DIRECTIONS:
Nothing in the entries may be dropped: restate them word for word.

DATA SUPPLIED:
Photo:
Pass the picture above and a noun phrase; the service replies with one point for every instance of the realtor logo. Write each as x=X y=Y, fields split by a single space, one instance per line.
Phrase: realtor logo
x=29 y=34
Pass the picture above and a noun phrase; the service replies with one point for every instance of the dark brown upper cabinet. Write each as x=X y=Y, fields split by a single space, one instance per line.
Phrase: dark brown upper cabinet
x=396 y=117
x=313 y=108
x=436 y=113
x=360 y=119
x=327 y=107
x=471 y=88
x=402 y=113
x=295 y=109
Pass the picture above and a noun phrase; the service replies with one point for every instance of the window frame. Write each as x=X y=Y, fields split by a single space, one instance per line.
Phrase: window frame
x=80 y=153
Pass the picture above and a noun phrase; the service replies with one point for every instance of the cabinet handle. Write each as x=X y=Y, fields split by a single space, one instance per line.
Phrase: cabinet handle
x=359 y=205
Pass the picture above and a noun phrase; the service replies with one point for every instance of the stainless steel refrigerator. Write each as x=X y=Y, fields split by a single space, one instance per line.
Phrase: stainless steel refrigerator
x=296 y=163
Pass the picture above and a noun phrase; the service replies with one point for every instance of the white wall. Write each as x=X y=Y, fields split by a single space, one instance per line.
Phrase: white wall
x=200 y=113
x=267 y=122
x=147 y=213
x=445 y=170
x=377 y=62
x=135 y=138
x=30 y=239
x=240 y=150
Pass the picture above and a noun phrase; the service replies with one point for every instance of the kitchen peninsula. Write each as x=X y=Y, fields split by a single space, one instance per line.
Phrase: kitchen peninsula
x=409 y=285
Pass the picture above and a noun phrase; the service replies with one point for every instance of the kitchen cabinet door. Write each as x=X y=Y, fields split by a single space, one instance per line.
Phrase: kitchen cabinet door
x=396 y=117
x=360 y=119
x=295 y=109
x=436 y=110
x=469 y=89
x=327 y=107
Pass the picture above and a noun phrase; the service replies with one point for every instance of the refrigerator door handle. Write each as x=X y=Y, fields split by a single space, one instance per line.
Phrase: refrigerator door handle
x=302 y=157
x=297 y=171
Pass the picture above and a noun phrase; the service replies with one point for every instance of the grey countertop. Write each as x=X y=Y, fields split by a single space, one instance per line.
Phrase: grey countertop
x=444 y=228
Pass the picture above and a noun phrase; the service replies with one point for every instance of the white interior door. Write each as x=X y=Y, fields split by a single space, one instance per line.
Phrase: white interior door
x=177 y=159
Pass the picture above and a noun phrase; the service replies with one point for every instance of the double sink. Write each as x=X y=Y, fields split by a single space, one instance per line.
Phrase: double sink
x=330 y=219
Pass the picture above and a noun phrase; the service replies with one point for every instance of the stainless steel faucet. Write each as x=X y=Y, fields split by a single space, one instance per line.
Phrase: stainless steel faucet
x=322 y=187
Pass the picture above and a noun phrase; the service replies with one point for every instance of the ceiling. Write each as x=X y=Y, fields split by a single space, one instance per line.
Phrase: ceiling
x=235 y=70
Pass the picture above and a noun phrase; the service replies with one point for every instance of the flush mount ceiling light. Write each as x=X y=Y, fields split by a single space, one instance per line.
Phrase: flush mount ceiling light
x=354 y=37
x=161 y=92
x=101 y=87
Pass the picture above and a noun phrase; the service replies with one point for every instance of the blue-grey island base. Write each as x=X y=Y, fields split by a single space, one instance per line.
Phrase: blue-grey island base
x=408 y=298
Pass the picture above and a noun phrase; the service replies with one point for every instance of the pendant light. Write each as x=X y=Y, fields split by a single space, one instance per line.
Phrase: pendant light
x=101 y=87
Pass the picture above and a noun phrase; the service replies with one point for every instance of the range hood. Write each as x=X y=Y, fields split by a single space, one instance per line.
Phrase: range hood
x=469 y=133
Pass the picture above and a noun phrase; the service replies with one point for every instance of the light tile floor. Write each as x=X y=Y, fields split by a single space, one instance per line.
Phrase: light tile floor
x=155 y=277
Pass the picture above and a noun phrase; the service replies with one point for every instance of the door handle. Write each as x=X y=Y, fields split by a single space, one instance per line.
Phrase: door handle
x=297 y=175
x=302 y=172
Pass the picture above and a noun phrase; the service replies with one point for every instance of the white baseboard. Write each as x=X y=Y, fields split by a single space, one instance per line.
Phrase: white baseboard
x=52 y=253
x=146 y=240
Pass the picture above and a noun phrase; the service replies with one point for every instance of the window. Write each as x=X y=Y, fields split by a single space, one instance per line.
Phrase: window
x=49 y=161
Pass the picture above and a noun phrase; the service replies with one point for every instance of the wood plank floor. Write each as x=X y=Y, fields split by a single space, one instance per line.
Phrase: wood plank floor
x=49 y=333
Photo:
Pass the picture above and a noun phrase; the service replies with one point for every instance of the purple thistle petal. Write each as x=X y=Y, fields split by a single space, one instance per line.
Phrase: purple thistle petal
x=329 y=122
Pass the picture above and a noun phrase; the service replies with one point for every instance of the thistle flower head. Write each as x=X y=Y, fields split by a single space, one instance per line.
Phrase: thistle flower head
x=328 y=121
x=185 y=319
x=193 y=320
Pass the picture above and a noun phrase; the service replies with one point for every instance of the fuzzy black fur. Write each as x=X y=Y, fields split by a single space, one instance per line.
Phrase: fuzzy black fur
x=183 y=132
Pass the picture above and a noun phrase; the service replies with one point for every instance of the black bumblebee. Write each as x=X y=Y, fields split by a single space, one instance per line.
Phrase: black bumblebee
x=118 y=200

RESULT OF THIS TASK:
Photo:
Pass the picture above and a noun phrase; the service replies with one point for every instance of the realtor logo. Write each as x=X y=Y, fields split by a single space, one instance per line.
Phrase: realtor logo
x=29 y=34
Pass the picture above and a noun phrase; the service replies with one point for every instance of the dark brown upper cabinet. Write each as x=X y=Y, fields split by a single space, one instance per line.
Phrase: dark brown upper cabinet
x=396 y=117
x=313 y=108
x=436 y=113
x=360 y=119
x=327 y=107
x=471 y=88
x=402 y=113
x=295 y=109
Pass the picture above and a noun phrase; the service replies with one point for every instance of the window frame. Write each as x=X y=Y, fields split by a single space, one instance per line.
Phrase: window frame
x=80 y=153
Pass the picture above and a noun phrase; the service replies with one point for every instance of the cabinet handle. Write each as x=X y=Y, fields split by a single space, one instance per line.
Phrase: cabinet handle
x=359 y=205
Pass the picture above and a noun phrase; the service replies with one point for every instance of the stainless steel refrigerator. Write each as x=X y=Y, fields split by a single space, one instance per line.
Phrase: stainless steel refrigerator
x=296 y=163
Pass the picture above and a noun phrase; the service replies with one point for every instance of the white wall. Write each as x=X y=Y, fields split by a single space, one instance per line.
Phrase: white wall
x=200 y=113
x=267 y=122
x=147 y=213
x=445 y=170
x=377 y=62
x=135 y=138
x=30 y=239
x=240 y=150
Pass the picture above and a noun phrase; the service replies with one point for every instance of the kitchen peninsula. Write each as x=X y=Y, fields split by a single space, one instance per line.
Phrase: kitchen peninsula
x=409 y=285
Pass the picture above and a noun phrase; the service replies with one point for every instance of the kitchen cabinet door. Write each as x=X y=Y, fields split by a single space, one instance per line.
Phrase: kitchen cabinet door
x=396 y=117
x=360 y=119
x=295 y=109
x=436 y=110
x=469 y=89
x=327 y=107
Pass the picture above and a noun phrase; the service replies with one point for every instance of the refrigerator door handle. Write each as x=X y=Y, fields split by a single space, one instance per line.
Phrase: refrigerator door handle
x=302 y=157
x=297 y=171
Pass the picture above and a noun phrase; the service replies with one point for every instance of the grey countertop. Write each as x=X y=Y, fields split by a single space, one instance per line.
Phrase: grey countertop
x=444 y=228
Pass the picture above and a noun phrase; the service replies with one point for every instance of the white interior door. Write each as x=X y=Y, fields split by a single space, one instance per line.
Phrase: white interior door
x=177 y=159
Pass the picture above and a noun phrase; the service replies with one point for every instance of the double sink. Write each as x=X y=Y, fields split by a single space, one instance per line.
Phrase: double sink
x=330 y=219
Pass the picture above and a noun phrase; the service replies with one point for every instance of the stainless steel faucet. Write each as x=X y=Y, fields split by a single space, one instance per line.
Phrase: stainless steel faucet
x=322 y=187
Pass the picture above and a noun phrase; the service replies with one point for every instance of the ceiling. Write each as x=X y=Y, fields split by a single space, one instance per line.
Phrase: ceiling
x=235 y=70
Pass the picture above and a noun phrase; the service replies with one point for every instance of the flush mount ceiling light. Write each as x=X y=Y, fields split by a single space, one instance per line.
Phrase: flush mount ceiling light
x=354 y=37
x=161 y=92
x=101 y=87
Pass the picture above and a noun phrase; the service replies with one point for every instance of the blue-grey island base. Write each as x=X y=Y, fields split by a single space, one instance per line.
Phrase: blue-grey island base
x=408 y=298
Pass the picture above and a noun phrase; the service replies with one point for every instance of the pendant light. Write each as x=X y=Y, fields split by a single space, one instance per line.
Phrase: pendant light
x=101 y=87
Pass the picture above and a noun phrase; the service replies with one point for every instance of the range hood. Write each as x=X y=Y, fields split by a single space, one instance per line.
Phrase: range hood
x=469 y=133
Pass the picture above and a noun phrase; the service replies with one point for every instance of the light tile floor. Write each as x=X y=Y, fields split by a single space, one instance per line.
Phrase: light tile floor
x=155 y=277
Pass the picture above and a noun phrase; the service replies with one point for every instance of the door handle. Write each as x=X y=Y, fields split by a single space, one instance per line.
Phrase: door handle
x=297 y=175
x=302 y=172
Pass the picture above and a noun phrase; the service replies with one point for every instance of the white baseboard. Write each as x=X y=Y, fields split by a single space, one instance per line.
Phrase: white baseboard
x=52 y=253
x=146 y=240
Pass the picture above and a noun phrase; the service replies with one point for every instance of the window. Write each as x=X y=Y, fields split by a single space, one instance per line.
Phrase: window
x=49 y=161
Pass the picture above and a noun phrase; the service replies with one point for every instance of the wood plank floor. Write each as x=X y=Y, fields split by a single space, one instance per line.
Phrase: wood plank floor
x=49 y=333
Photo:
Pass the picture above and a noun phrase; the service replies with one point for every instance of the purple thistle petal. Write each as x=X y=Y, fields split by a single space, one instance per line.
Phrase: purple thistle petal
x=329 y=122
Pass the picture above and a noun phrase; the service replies with one point for every instance of the thistle flower head. Write each as x=X y=Y, fields split by a single space, one instance per line.
Phrase: thistle flower head
x=328 y=121
x=185 y=319
x=193 y=320
Pass the picture above and a noun phrase; the service replies with one point for every instance of the fuzzy black fur. Write each as x=X y=Y, fields split by a single space, one instance per line.
Phrase: fuzzy black fur
x=183 y=132
Pass the picture above and a noun phrase; the service replies with one point for every instance of the black bumblebee. Write each as x=X y=Y, fields split by a single space, one instance per line.
Phrase: black bumblebee
x=118 y=200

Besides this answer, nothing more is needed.